- _GIVEN RECORDS_:
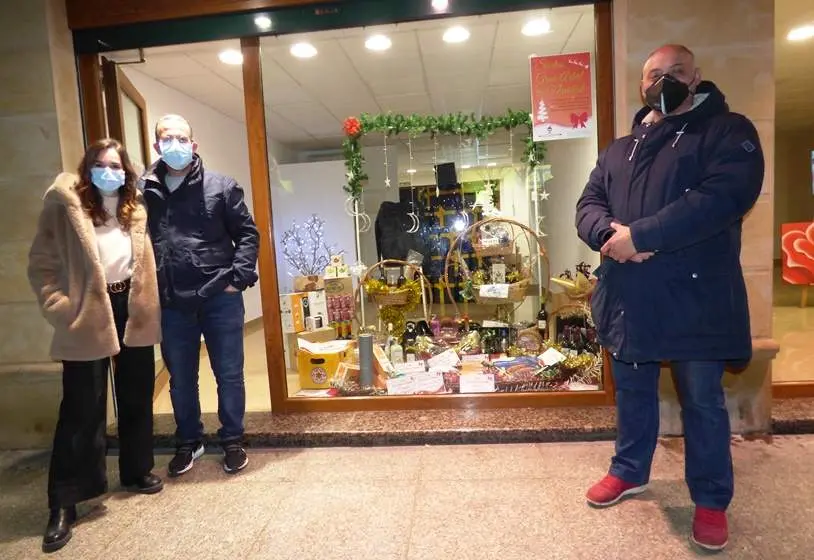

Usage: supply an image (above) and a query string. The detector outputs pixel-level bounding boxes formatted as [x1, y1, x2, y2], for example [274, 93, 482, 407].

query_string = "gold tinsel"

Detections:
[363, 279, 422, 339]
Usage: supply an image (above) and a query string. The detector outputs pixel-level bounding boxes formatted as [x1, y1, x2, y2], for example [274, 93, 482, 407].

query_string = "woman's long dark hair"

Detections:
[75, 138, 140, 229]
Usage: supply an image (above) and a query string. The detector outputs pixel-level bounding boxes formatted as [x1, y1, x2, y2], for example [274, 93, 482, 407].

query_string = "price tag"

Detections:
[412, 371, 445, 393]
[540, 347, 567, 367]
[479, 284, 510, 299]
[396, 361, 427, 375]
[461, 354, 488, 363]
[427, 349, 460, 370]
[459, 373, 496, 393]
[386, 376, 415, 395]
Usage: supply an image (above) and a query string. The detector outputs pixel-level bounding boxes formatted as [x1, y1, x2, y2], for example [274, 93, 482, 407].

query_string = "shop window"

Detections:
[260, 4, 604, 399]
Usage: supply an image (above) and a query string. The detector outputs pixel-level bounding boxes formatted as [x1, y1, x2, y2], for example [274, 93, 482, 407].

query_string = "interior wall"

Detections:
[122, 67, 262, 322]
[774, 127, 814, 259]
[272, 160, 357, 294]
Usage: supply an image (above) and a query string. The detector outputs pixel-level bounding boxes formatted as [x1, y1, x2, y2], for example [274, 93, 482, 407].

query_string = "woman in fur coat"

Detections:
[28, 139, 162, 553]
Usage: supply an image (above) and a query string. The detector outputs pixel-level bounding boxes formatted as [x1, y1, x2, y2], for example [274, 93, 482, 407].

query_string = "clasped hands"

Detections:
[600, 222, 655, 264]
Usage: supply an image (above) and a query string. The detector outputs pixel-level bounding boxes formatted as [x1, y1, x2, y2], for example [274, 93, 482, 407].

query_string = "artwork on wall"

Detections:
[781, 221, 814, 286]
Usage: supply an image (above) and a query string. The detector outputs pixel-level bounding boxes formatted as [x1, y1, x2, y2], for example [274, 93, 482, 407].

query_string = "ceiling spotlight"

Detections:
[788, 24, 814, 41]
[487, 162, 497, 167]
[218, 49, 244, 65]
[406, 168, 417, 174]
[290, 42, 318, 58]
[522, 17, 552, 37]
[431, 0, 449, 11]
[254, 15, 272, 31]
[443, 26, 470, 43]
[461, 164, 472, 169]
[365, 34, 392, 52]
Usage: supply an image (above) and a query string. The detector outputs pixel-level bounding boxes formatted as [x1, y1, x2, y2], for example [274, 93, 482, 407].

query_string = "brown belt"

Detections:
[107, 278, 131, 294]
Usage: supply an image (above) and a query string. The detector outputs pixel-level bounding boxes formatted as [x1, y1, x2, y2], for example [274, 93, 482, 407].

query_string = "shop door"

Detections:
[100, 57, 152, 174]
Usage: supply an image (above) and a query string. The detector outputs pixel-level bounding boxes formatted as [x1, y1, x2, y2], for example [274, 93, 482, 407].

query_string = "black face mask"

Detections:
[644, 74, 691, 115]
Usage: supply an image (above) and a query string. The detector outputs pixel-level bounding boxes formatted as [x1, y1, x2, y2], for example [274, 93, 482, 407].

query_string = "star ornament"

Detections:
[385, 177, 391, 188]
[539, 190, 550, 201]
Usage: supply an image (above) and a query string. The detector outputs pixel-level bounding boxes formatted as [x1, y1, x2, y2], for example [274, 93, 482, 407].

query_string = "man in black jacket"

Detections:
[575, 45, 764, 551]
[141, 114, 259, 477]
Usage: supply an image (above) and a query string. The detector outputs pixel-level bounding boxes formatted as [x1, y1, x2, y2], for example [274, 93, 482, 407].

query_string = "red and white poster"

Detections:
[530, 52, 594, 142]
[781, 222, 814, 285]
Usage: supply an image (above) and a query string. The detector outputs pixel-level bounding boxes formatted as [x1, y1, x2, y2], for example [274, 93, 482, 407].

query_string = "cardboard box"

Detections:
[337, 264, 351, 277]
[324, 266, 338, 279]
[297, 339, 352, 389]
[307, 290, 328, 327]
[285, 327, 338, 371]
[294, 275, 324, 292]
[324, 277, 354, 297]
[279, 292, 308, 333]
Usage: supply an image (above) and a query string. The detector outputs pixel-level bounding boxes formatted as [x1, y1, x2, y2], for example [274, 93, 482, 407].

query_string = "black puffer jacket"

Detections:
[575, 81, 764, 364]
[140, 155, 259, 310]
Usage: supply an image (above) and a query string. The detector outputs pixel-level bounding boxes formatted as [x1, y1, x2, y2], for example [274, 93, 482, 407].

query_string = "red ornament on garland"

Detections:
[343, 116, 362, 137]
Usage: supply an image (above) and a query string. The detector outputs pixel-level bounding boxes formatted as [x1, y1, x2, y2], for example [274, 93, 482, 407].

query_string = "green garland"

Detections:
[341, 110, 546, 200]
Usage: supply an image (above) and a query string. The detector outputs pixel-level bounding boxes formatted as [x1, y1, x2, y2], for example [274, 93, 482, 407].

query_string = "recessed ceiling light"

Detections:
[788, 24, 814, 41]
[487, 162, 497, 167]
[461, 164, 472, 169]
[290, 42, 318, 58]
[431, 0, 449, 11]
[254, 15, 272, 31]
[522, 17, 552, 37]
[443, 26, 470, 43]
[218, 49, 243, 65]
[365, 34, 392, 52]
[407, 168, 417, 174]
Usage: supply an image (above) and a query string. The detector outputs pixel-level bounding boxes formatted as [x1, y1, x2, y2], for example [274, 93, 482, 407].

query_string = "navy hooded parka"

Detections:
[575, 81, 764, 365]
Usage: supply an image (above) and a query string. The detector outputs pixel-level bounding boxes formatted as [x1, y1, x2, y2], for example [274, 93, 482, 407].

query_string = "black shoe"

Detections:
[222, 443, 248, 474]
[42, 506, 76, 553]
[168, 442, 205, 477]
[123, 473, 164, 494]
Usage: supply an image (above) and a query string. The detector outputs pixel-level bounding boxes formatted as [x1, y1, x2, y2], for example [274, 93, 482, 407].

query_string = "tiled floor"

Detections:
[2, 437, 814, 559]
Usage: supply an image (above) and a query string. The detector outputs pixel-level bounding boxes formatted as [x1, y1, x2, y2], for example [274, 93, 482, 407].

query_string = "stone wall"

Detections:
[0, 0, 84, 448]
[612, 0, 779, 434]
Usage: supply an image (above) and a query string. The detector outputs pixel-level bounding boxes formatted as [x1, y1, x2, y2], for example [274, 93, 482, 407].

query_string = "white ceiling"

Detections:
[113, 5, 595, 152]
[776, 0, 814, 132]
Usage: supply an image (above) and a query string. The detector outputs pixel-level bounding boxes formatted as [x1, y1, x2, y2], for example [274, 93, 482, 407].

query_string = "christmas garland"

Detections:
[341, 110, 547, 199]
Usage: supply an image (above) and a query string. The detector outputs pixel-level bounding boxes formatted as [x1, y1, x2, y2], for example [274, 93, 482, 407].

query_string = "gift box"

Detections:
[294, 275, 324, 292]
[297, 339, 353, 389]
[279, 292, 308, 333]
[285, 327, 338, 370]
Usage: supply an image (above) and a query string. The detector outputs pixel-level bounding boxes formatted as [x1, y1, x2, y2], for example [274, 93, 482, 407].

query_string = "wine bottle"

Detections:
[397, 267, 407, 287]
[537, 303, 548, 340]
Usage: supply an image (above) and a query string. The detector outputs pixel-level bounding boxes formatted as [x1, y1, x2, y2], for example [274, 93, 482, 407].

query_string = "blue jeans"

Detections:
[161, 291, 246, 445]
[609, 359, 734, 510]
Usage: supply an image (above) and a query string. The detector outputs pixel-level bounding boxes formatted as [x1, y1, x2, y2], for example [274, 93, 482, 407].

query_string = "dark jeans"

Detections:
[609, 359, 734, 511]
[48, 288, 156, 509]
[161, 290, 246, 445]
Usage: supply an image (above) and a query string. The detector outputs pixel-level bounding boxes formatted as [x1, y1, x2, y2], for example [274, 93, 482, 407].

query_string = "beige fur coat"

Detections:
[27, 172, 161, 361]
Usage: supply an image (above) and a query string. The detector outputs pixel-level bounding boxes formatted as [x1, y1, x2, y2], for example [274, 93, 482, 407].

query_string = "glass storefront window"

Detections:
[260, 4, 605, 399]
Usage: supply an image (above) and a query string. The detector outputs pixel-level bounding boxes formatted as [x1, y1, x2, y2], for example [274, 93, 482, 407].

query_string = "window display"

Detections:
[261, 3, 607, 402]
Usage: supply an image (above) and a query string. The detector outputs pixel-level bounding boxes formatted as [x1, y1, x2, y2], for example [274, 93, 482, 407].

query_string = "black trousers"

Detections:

- _WORK TASK_: Lines containing the word "woman" must be found in the data above and copied.

- _FINAL ANSWER_:
query_string = "woman's long dark hair"
query_string = "woman in fur coat"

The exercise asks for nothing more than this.